Ingredients and flavor

Kewpie is made of apple cider vinegar or rice vinegar and egg yolks, resulting in a "more custardy consistency" than typical American mayonnaises, many of which are made out of whole eggs. It also contains vegetable oil, monosodium glutamate, salt and spices.

A food writer with the Sacramento Bee wrote that "Kewpie’s irresistible flavor is different than other mayonnaises. After sweet, sour, salty and bitter, it is imbued with umami". The umami flavor component is the result of the monosodium glutamate. Comparing Kewpie to American mayonnaise, a food writer at the Los Angeles Times described the flavor: "The initial taste is mellower, creamier, even slightly fruity. The egginess is certainly stronger because of the yolk content, but it isn’t overpowering. There’s no added sugar, so it doesn’t have that cloying sweetness of a Miracle Whip." Its flavor is described as more "assertive" than common American brands. Mari Katsumura of the Michelin starred restaurant Yugen in Chicago compared Kewpie to U.S. market leader Hellmann's, concluding, "The acid is a bit higher, it's a little sweeter and the umami content is a little stronger, as well".

########################################

Objectives:
a – In the passage about Kewpie mayonnaise, what ingredient is credited with its umami flavor?
b – Reproduce the Kewpie passage word for word between "Kewpie is made" and "salt and spices.", inclusive.

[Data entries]

########################################

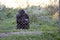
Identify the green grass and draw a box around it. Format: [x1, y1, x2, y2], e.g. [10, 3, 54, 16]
[0, 32, 60, 40]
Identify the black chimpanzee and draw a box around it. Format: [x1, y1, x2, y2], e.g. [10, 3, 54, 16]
[16, 9, 29, 29]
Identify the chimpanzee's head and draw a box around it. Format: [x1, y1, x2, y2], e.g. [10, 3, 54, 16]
[18, 9, 25, 14]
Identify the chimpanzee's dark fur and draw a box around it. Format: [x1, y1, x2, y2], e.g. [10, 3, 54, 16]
[16, 9, 29, 29]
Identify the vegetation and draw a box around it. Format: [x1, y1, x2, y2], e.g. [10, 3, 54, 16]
[0, 6, 60, 40]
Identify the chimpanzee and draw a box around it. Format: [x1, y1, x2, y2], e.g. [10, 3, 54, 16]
[16, 9, 29, 29]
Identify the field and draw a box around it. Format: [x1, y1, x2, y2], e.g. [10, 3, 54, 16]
[0, 6, 60, 40]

########################################

Solved tasks:
a – Monosodium glutamate gives Kewpie its umami flavor.

b –
Kewpie is made of apple cider vinegar or rice vinegar and egg yolks, resulting in a "more custardy consistency" than typical American mayonnaises, many of which are made out of whole eggs. It also contains vegetable oil, monosodium glutamate, salt and spices.